Repeat, word for word, all the data that follows, and exclude the pictures.

BEGIN

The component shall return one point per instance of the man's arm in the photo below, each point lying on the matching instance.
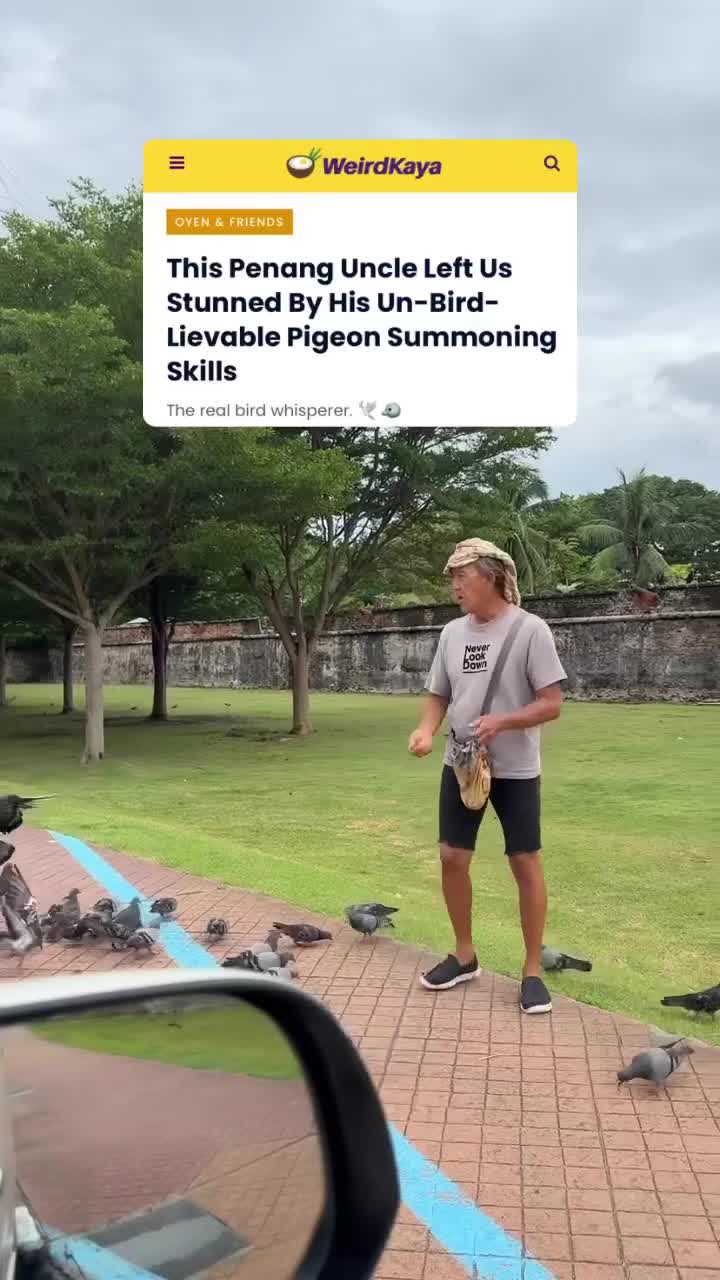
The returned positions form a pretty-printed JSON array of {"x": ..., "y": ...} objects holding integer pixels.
[
  {"x": 545, "y": 707},
  {"x": 433, "y": 714}
]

END

• Result below
The component shall return one point per instance of the man's arm in the photo below, each point lying on the matching instance.
The returned positions form a pretty-printed JSON array of {"x": ..., "y": ...} objects holding integer pixels.
[
  {"x": 545, "y": 707},
  {"x": 433, "y": 714}
]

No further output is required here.